= To be done =
Please write out again every line from the first one through the line containing "top-left (156, 115), bottom-right (167, 143)", both included, rescaling each coordinate in the answers by 1.05 and rounding to whole numbers, halves up. Keep everything else unchanged, including the sample coordinates in the reply format.
>> BEGIN
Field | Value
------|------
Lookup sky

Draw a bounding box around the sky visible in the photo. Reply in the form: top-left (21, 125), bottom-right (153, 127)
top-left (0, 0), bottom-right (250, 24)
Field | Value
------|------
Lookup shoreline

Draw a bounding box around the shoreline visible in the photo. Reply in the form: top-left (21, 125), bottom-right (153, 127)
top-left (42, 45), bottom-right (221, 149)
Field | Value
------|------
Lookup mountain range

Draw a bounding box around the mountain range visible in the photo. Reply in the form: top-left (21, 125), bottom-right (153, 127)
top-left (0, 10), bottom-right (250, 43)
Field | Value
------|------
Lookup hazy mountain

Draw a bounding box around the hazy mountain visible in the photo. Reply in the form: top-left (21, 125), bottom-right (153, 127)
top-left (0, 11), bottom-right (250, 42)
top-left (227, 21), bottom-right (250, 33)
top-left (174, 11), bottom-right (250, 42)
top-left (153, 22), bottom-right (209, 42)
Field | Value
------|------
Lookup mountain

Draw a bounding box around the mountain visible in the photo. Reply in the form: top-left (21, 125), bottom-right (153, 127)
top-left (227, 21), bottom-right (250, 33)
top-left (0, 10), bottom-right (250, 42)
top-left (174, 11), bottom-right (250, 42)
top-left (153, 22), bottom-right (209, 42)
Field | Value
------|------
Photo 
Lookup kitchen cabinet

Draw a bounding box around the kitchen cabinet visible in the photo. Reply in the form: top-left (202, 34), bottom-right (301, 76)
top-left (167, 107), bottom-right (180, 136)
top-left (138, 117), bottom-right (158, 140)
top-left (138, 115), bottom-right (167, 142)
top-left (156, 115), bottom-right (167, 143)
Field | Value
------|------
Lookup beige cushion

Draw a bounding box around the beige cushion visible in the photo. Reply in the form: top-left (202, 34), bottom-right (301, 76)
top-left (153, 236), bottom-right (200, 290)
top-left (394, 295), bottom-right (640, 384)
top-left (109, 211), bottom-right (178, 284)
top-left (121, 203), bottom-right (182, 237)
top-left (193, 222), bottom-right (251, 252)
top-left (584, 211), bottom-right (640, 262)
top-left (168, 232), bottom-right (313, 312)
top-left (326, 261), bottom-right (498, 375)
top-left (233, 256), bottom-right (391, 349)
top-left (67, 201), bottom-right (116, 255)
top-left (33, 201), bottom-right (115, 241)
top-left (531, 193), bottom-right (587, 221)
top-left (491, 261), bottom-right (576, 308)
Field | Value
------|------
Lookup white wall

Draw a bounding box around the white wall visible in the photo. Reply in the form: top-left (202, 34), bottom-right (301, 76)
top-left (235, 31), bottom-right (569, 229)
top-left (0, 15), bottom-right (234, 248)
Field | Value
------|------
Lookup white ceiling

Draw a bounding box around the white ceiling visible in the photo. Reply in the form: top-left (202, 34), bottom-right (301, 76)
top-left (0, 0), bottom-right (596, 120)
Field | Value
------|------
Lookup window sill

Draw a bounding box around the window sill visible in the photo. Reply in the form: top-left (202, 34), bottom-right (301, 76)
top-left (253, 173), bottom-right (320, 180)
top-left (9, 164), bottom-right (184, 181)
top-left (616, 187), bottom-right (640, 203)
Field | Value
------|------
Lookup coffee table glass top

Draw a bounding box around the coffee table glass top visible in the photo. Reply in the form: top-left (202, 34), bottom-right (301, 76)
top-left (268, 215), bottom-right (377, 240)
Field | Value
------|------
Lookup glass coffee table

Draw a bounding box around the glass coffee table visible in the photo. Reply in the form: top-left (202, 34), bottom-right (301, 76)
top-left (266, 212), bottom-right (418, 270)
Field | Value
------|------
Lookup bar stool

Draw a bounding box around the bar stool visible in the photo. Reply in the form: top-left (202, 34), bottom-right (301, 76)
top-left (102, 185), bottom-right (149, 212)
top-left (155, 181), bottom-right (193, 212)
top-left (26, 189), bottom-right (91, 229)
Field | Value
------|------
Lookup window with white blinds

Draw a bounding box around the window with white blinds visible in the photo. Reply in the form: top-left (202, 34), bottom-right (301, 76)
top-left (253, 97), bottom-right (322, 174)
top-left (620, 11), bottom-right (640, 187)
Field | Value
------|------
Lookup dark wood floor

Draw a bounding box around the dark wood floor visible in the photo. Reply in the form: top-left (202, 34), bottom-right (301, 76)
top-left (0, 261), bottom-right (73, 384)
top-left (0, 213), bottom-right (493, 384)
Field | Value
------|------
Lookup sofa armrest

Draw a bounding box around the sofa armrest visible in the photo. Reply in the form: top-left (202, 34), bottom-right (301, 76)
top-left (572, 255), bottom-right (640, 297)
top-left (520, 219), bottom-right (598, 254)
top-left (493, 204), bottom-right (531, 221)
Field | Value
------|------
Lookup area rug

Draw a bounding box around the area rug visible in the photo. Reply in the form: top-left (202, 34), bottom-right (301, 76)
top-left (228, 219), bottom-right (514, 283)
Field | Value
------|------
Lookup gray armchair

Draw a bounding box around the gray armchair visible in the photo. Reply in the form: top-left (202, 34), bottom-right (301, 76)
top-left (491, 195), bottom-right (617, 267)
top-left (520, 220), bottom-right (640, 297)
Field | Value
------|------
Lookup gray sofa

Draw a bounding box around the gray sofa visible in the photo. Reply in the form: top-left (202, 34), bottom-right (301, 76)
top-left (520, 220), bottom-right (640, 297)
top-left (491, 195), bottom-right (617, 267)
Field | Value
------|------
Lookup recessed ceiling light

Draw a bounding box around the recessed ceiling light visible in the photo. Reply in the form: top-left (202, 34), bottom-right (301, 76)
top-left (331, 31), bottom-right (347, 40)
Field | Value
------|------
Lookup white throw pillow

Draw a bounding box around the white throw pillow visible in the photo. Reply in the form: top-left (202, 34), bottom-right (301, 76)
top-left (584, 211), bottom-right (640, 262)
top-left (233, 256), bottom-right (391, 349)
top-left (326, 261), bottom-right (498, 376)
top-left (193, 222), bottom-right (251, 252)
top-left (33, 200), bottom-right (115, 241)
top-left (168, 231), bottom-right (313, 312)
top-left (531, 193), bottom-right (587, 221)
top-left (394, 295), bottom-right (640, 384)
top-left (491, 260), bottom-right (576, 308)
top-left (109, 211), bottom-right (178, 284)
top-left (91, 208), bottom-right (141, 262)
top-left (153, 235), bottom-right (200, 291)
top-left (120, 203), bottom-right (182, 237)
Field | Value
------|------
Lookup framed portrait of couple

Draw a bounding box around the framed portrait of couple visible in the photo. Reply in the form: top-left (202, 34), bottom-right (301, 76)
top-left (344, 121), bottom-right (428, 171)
>> END
= Result of the task =
Field | Value
------|------
Lookup sky

Draw a bounding box around the sky visible in the photo. Reply in the form: top-left (21, 125), bottom-right (153, 127)
top-left (0, 0), bottom-right (263, 25)
Field | Value
------|------
Lookup shoreline

Draw a bounding box around the shoreline visible in the photo. Reply in the form: top-left (21, 125), bottom-right (153, 127)
top-left (44, 47), bottom-right (232, 156)
Field | Value
------|------
Lookup mountain range

Draw a bounding box around the mountain range visible in the photo. Reply in the form: top-left (21, 125), bottom-right (153, 127)
top-left (0, 11), bottom-right (263, 45)
Field | Value
------|------
Lookup hazy mountain

Draw a bounding box around the hazy mountain visible in the photo. Reply in the form: top-left (21, 125), bottom-right (153, 127)
top-left (0, 12), bottom-right (263, 44)
top-left (238, 22), bottom-right (263, 35)
top-left (183, 12), bottom-right (263, 44)
top-left (161, 23), bottom-right (219, 44)
Field | Value
------|------
Lookup mountain

Draw a bounding box around the mountain visible in the photo. Reply in the form: top-left (21, 125), bottom-right (153, 127)
top-left (238, 22), bottom-right (263, 35)
top-left (0, 11), bottom-right (263, 44)
top-left (183, 12), bottom-right (263, 44)
top-left (161, 23), bottom-right (219, 44)
Field | Value
------|------
Photo 
Lookup kitchen cabinet

Draw a bounding box around the kitchen cabinet visible in the photo. Reply in the form: top-left (202, 34), bottom-right (301, 76)
top-left (175, 112), bottom-right (189, 143)
top-left (145, 123), bottom-right (166, 147)
top-left (145, 121), bottom-right (175, 149)
top-left (164, 121), bottom-right (175, 150)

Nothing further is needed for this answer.